Quote the opinion piece on doping in professional cycling word for word, beginning at the words "But human nature" and stopping after "the doping crisis.".

-- Document section --
----------------------------------------

Why won't the dopes of professional cycling take the hint and bugger off?

Lance Armstrong reminded everyone that he has not done the decent thing and just gone away

It has been a bad winter for cycling, and I don’t mean the weather – it felt long, for sure, but not especially wet and not especially cold. No, the badness of this winter has nought to do with the season. Except metaphorically, which is much, much worse than the sensual gloom of any January or February.

In cycling, the real winter, between autumn and spring, was neatly bookended by doping. First came positive tests from the Astana team, whose leader Vincenzo Nibali is the defending Tour de France champion. Without belabouring the details, the situation was so bad that the UCI world governing body may yet rescind the team’s licence to compete.

Come March, Lance Armstrong reminded everyone that he has not done the decent thing and just gone away. After getting in trouble with Colorado police for letting his girlfriend take the rap for his car crash, the lifetime-banned champion doper declared, to the displeasure of the UCI, that he would ride this year’s Tour de France ahead of the actual race. For charity, naturally.

In between, the UCI published its Cycling Independent Reform Commission report into the doping problem. The report, UCI boss Brian Cookson warned, would make unpleasant reading. Sure enough it did, telling us that doping is basically endemic in cycling.

That report blows a few holes in the notion that, with a stake finally driven through Armstrong’s heart, a “new generation” of clean riders has been free to lead this beautiful sport into its rightful, bright future. Seriously, there were quite a lot of people saying that. Funny how short memories can be. Back in 1998, the Tour was just about blown off the road by the biggest doping bust and scandal in history – followed in 1999 by the so-called ‘Tour of Renewal’, won by a bright new champion named Lance Armstrong who, being an American and a cancer survivor, would naturally have nothing to do with anything sordid like doping.

Brian Cookson, who took over the UCI’s top job a little over a year ago with a vow to clean up following predecessors who, to put it kindly, could have done a bit more about the problem, deserves support. If nothing else, he published the CIRC report in full – maybe he should run FIFA.

But human nature being what it is, none of us should be surprised if even best intentions and determined effort fail to prevent the next huge scandal.

So, what we – and by “we” I mean us normal, non-elite/non-pro amateurs – should do is remind ourselves just why we ride. We ride because it’s fun and hard and beautiful, and if we remember that we realise there is a simple solution to the doping crisis.

That solution? To ride – and to hell with them.

----------------------------------------

-- Given information --
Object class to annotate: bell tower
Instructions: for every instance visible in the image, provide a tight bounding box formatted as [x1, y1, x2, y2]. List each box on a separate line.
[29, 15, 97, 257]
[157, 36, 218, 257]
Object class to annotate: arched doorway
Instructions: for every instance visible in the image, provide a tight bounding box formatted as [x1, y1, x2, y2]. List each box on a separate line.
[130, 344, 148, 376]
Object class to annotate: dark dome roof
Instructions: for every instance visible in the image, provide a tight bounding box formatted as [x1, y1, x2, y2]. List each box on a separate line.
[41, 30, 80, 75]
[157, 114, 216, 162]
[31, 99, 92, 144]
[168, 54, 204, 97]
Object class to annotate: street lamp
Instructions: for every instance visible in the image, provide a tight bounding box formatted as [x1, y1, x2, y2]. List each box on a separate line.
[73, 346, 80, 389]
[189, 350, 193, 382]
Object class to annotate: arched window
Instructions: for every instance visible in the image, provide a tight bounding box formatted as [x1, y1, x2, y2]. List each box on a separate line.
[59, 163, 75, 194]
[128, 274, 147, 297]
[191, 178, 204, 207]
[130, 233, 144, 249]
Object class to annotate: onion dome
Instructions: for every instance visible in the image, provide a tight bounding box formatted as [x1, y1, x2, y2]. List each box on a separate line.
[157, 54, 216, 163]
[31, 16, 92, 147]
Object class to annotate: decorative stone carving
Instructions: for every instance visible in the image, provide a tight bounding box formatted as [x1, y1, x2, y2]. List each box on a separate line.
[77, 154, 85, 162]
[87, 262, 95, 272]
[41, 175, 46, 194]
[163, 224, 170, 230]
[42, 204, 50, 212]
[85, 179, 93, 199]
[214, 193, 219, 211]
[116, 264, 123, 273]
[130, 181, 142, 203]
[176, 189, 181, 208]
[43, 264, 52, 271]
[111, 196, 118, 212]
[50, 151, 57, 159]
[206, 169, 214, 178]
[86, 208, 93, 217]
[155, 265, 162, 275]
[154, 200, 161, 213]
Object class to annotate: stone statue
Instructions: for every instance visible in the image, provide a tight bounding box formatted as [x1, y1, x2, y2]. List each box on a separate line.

----------------------------------------

-- Solution to this task --
But human nature being what it is, none of us should be surprised if even best intentions and determined effort fail to prevent the next huge scandal.

So, what we – and by “we” I mean us normal, non-elite/non-pro amateurs – should do is remind ourselves just why we ride. We ride because it’s fun and hard and beautiful, and if we remember that we realise there is a simple solution to the doping crisis.